**The data**
▼
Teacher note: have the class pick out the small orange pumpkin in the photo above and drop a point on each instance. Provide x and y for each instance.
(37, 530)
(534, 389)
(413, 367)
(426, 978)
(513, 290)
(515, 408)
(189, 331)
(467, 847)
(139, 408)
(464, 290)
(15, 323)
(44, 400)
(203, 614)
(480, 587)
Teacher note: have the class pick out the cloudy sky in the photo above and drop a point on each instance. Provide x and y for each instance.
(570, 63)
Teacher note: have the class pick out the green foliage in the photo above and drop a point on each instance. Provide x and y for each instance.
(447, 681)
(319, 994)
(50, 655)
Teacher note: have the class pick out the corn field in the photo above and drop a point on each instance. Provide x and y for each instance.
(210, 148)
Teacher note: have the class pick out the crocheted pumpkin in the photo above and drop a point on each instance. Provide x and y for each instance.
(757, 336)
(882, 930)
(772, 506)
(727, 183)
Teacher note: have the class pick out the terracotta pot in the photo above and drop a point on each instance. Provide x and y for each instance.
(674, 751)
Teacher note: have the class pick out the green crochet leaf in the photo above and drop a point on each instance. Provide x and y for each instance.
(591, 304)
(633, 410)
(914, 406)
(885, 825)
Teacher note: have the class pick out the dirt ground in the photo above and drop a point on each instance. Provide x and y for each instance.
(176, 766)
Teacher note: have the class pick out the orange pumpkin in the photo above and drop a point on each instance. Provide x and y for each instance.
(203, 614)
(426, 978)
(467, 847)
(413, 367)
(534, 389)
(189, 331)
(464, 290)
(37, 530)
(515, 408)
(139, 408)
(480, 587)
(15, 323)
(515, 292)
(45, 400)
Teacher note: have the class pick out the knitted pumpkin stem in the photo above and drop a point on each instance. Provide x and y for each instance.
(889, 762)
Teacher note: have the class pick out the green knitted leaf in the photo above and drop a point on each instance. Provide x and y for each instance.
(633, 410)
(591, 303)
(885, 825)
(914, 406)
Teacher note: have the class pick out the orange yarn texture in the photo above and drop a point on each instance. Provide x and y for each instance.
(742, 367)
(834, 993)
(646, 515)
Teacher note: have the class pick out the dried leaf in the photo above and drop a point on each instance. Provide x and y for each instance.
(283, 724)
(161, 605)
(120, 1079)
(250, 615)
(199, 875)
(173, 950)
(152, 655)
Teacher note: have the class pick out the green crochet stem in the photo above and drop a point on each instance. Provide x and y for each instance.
▲
**Exercise prompt**
Reproduce every line above word for word, in the same order.

**Answer**
Teacher note: have the class pick out the small orange pumpkin in the photo above and drop a point on each instance. Provide x and y for each instance.
(37, 530)
(534, 389)
(413, 367)
(426, 978)
(513, 290)
(515, 408)
(189, 331)
(467, 847)
(139, 408)
(464, 290)
(15, 323)
(44, 400)
(203, 614)
(480, 587)
Teacher note: have the class pick out the cloudy sky in the photo above and drop a point on each instance. Provide x and y for each instance.
(570, 63)
Teacher note: have the class pick out the green foliage in the photo above and drop a point on each instance. Provide x and y for each instance.
(447, 681)
(319, 994)
(50, 655)
Teacher note: have the class pick out the corn field in the photo above and drop a point on each instance. Provide x and y for each instance.
(210, 148)
Teacher note: have the class pick out the crocheted pumpkin in the photo above and drop a point on each instance. Provide x and y for each instance.
(757, 336)
(882, 930)
(772, 506)
(727, 183)
Teacher note: have the class pick out the terracotta pot in the photo above and drop a point on each instance. Provide x and y for each instance.
(674, 751)
Teacher note: have the class pick out the green crochet leaf in the photo above and drop a point on each instance. Provide x and y for each instance.
(591, 304)
(633, 410)
(914, 406)
(885, 825)
Teacher note: have the class pick out the dirt ground in the photo above and drop a point on each instance. Provide x and y for each instance.
(176, 766)
Teacher note: have the class pick out the orange pumpkin in the photo above and drop a point on each instance. Provide x and y for each instance.
(203, 614)
(426, 978)
(467, 847)
(413, 367)
(534, 389)
(189, 331)
(464, 290)
(37, 530)
(515, 408)
(139, 408)
(480, 587)
(15, 323)
(515, 292)
(45, 400)
Teacher note: have the class pick out the knitted pumpkin stem in the photo above and drop a point on each instance. Provide x and y for each instance.
(889, 762)
Teacher note: have the class pick out the green knitted leaf in the photo above and drop a point on each instance. Provide x and y for each instance.
(633, 410)
(591, 303)
(885, 825)
(914, 406)
Teacher note: have the class pick out the orange yarn texture in the photo above and drop a point on each instance. Provide x and y for each instance.
(742, 367)
(834, 993)
(646, 515)
Teacher note: have the class pick out the dried leaf in the photo above and drop a point on each instance. Provide x and y for each instance.
(283, 724)
(161, 605)
(120, 1079)
(250, 615)
(199, 875)
(173, 950)
(152, 655)
Teacher note: have the class pick out the green crochet stem in the photo above and drop a point on each instance. Provide x and y for each instance.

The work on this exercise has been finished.